:: Exercise objective ::
Select every line in the records that contains the word "metal", and copy each one out in full.
** begin **
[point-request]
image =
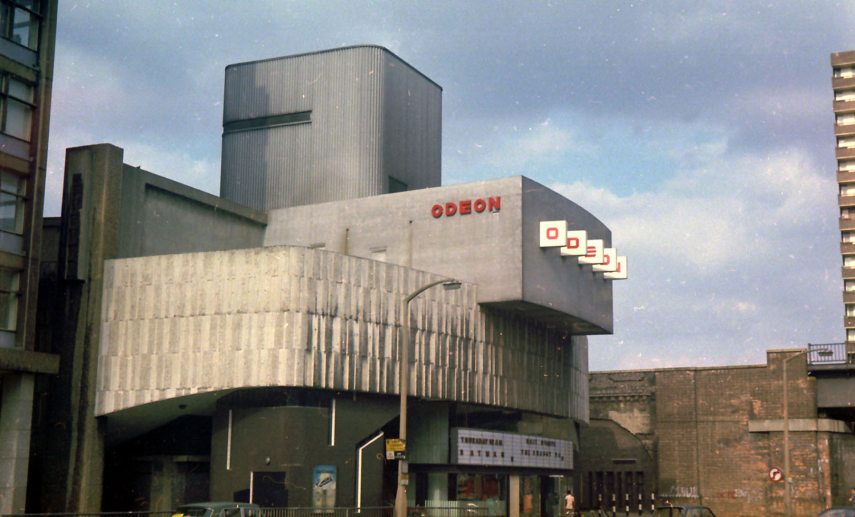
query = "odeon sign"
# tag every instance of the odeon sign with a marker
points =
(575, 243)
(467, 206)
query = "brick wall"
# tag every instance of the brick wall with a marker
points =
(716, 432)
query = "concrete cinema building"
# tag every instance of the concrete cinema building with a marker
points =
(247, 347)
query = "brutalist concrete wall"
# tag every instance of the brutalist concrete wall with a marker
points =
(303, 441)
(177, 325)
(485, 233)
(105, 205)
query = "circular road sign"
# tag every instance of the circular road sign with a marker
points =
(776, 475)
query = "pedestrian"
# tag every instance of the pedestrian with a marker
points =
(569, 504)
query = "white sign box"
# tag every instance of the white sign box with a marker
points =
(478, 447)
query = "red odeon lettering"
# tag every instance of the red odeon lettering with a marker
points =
** end **
** begin **
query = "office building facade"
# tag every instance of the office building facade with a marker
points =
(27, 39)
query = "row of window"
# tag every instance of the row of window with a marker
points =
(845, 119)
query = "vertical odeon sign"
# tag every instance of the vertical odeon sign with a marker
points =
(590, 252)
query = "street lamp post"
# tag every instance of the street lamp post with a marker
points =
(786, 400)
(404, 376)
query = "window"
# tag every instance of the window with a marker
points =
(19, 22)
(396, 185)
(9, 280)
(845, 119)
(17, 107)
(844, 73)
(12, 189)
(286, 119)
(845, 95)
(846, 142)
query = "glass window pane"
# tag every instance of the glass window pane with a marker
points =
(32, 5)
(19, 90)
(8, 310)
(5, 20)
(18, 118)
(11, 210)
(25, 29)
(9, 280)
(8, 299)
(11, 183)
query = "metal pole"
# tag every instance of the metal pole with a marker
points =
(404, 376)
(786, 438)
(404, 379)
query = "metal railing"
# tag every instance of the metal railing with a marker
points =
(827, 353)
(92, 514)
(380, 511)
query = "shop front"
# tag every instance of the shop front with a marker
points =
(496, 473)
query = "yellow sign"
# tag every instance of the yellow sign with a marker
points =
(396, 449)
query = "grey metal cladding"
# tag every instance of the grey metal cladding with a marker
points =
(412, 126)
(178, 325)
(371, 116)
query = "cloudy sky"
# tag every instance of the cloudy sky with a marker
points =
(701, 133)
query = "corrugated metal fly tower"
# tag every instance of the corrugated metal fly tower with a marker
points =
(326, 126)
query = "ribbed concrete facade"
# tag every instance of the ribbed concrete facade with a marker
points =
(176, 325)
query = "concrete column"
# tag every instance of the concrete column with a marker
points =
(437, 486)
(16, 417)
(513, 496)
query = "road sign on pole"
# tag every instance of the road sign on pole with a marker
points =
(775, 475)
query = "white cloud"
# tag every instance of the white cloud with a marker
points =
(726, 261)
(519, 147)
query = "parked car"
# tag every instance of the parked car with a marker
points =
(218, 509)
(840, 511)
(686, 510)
** end **
:: Final result ::
query = "metal pole"
# tag every instance of the metal pole with a marker
query = "metal railing"
# tag every instance of the metal railing with a marker
query = "grey metal cladding"
# tag every instance of the grey metal cladding with a marker
query = "corrugated metal fly tower"
# tag every instance of the corrugated metal fly tower with a marker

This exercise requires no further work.